#### Exercise description
Rewrite the material from the line containing "In this exercise you will mark each instance of the white" through its end, keeping every line including the requests. Multiply each coordinate in the answers by 2.55 and round it to a whole number, with halves rounded up.

Stored items
* * *
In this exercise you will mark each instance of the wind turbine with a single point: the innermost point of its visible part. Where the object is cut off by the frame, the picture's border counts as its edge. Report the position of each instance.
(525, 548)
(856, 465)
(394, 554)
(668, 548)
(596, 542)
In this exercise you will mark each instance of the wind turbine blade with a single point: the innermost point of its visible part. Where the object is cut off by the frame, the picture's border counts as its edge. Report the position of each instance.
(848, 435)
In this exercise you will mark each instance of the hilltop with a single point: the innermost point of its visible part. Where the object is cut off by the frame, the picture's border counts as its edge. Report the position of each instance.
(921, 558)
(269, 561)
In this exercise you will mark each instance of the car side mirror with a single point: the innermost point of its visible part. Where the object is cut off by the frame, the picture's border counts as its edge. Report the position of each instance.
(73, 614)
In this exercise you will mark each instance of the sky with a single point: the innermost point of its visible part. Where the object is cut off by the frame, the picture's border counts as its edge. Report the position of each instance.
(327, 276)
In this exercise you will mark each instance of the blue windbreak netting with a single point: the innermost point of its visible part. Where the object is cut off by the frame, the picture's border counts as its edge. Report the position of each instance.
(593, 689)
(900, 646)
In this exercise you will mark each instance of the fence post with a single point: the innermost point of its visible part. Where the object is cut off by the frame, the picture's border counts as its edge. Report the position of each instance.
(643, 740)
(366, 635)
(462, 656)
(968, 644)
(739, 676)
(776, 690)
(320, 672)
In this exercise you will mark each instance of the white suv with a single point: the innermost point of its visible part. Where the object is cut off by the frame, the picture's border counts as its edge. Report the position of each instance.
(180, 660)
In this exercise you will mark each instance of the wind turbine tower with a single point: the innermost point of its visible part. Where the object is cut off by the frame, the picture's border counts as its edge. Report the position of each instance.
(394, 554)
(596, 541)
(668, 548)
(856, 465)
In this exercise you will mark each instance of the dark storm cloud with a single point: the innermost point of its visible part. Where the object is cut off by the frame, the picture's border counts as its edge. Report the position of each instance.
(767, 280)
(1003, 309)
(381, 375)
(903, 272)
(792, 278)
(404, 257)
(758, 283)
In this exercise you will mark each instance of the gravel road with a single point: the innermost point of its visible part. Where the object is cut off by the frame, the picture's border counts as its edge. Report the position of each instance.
* * *
#### Complete output
In this exercise you will mark each instance of the white suv with a single point: the innermost point of its visible part. Where the object is cut off by the frame, the picture's border counts as its edge. Report the position of each instance.
(459, 1683)
In this exercise you will mark each instance of the wind turbine tower with a single point: the innermost point of its visible part. Where the object is cut off by the frame, the picture's border counts as its edge. Report the position of each instance.
(1005, 1413)
(1520, 1380)
(1703, 1397)
(2183, 1186)
In this exercise you will mark each instance of the dark storm cloud with a single point: the innermost point of its visible part. Where the object is cut off by the frame, the picture's border counts as its edge. Report the position of each instance.
(1956, 714)
(2558, 788)
(972, 956)
(2303, 694)
(2020, 709)
(1030, 655)
(1933, 722)
In this exercise you will mark each instance of the gravel road with a single point: the innermost point of its visible part. Where the object is cut off by the frame, the picture's border counts as its edge. Report the position of each instance.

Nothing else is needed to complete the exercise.